◆ **SUPPLIED RECORDS**:
______

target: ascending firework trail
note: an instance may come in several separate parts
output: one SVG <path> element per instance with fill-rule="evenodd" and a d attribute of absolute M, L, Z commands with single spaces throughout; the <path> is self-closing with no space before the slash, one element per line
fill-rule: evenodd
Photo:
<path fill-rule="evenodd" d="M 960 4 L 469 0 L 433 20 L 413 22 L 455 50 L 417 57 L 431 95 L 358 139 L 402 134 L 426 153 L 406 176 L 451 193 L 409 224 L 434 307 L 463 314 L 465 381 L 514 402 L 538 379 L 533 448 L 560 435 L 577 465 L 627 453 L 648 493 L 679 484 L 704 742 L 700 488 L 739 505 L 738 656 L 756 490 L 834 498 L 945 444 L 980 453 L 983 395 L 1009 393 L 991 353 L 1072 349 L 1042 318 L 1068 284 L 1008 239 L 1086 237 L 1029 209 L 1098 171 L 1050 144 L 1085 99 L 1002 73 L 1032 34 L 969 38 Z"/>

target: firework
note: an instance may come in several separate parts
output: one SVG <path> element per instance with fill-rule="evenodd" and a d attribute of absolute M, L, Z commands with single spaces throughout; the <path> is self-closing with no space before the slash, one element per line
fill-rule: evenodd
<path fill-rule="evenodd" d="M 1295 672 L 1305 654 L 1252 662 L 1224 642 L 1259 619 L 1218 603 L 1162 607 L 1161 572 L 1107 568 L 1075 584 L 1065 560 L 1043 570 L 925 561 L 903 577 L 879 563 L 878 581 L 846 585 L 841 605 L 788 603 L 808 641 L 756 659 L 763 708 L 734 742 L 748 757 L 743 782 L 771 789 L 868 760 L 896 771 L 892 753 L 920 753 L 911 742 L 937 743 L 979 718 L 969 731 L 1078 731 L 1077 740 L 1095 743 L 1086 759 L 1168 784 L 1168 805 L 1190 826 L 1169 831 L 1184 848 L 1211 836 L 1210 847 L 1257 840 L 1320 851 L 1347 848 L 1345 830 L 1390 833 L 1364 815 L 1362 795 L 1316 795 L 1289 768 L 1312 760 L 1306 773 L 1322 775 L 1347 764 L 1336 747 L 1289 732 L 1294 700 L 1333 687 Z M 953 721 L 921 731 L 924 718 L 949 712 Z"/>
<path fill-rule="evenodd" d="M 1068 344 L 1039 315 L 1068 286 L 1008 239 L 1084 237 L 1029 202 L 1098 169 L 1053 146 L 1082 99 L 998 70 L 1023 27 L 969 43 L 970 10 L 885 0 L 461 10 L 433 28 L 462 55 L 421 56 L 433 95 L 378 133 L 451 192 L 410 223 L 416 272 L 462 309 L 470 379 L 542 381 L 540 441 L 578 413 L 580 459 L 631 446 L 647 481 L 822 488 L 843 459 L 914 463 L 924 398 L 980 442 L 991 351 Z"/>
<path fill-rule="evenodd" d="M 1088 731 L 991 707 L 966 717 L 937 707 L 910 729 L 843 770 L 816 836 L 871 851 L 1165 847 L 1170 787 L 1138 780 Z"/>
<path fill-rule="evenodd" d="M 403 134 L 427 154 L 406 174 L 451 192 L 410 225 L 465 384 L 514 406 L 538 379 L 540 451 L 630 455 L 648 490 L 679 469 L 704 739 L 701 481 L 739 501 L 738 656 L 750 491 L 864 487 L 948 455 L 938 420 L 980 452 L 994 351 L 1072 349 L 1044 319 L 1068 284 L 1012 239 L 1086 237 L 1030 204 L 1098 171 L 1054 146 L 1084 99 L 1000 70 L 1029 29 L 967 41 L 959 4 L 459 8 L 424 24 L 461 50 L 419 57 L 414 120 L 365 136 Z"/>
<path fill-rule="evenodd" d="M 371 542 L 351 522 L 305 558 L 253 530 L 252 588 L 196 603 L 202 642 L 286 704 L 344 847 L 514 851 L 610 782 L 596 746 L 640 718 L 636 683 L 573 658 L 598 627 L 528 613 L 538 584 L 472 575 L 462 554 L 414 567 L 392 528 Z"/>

______

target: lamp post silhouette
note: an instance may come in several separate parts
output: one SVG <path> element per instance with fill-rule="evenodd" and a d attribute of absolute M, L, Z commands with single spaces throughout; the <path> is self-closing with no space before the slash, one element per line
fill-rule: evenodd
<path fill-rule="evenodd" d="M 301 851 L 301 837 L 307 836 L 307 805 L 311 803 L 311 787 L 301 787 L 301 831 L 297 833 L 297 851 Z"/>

______

◆ **WORK REQUIRED**: Lay out the lines of the entries above, from the line containing "target: lamp post silhouette" through the line containing "301 851 L 301", inclusive, as a Markdown table with the columns Row and Line, leaving out any blank lines.

◆ **THE OUTPUT**:
| Row | Line |
|---|---|
| 1 | target: lamp post silhouette |
| 2 | note: an instance may come in several separate parts |
| 3 | output: one SVG <path> element per instance with fill-rule="evenodd" and a d attribute of absolute M, L, Z commands with single spaces throughout; the <path> is self-closing with no space before the slash, one element per line |
| 4 | fill-rule: evenodd |
| 5 | <path fill-rule="evenodd" d="M 301 851 L 301 837 L 307 836 L 307 805 L 311 803 L 311 787 L 301 787 L 301 831 L 297 833 L 297 851 Z"/> |